Given records:
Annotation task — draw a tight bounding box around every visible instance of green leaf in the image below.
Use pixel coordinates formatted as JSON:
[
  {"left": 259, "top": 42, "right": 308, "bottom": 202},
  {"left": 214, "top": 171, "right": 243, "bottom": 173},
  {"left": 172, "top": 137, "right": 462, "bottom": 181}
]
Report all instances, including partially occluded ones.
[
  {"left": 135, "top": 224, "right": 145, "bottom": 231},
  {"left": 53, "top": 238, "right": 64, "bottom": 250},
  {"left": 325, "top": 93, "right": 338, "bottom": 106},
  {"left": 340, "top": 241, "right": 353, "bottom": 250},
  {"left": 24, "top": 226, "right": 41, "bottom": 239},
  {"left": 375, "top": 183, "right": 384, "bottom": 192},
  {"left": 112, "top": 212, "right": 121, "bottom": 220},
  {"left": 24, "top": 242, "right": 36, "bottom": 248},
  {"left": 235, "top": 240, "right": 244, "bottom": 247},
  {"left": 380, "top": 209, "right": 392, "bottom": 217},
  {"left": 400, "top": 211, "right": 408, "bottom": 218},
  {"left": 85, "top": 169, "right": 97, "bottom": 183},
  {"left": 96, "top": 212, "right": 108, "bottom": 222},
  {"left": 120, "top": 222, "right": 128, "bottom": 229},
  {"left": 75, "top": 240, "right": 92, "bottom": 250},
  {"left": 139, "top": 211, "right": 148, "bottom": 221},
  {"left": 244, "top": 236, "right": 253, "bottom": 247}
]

Task requirements:
Repeat the material in full. Change nothing.

Problem solution:
Annotation task — draw a tight bounding box around every visible instance of green leaf in the image below.
Use pixel coordinates formatted as JSON:
[
  {"left": 259, "top": 42, "right": 308, "bottom": 202},
  {"left": 214, "top": 171, "right": 243, "bottom": 173},
  {"left": 172, "top": 137, "right": 462, "bottom": 181}
]
Report all instances, including partially occluded ones.
[
  {"left": 135, "top": 224, "right": 145, "bottom": 231},
  {"left": 53, "top": 238, "right": 64, "bottom": 250},
  {"left": 325, "top": 93, "right": 338, "bottom": 106},
  {"left": 340, "top": 241, "right": 353, "bottom": 250},
  {"left": 24, "top": 226, "right": 41, "bottom": 239},
  {"left": 375, "top": 183, "right": 384, "bottom": 192},
  {"left": 112, "top": 212, "right": 121, "bottom": 220},
  {"left": 24, "top": 242, "right": 36, "bottom": 248},
  {"left": 235, "top": 240, "right": 244, "bottom": 247},
  {"left": 380, "top": 209, "right": 392, "bottom": 217},
  {"left": 400, "top": 211, "right": 408, "bottom": 218},
  {"left": 85, "top": 169, "right": 97, "bottom": 183},
  {"left": 96, "top": 212, "right": 108, "bottom": 222},
  {"left": 120, "top": 222, "right": 128, "bottom": 229},
  {"left": 75, "top": 240, "right": 92, "bottom": 250},
  {"left": 139, "top": 211, "right": 148, "bottom": 221},
  {"left": 244, "top": 236, "right": 253, "bottom": 247}
]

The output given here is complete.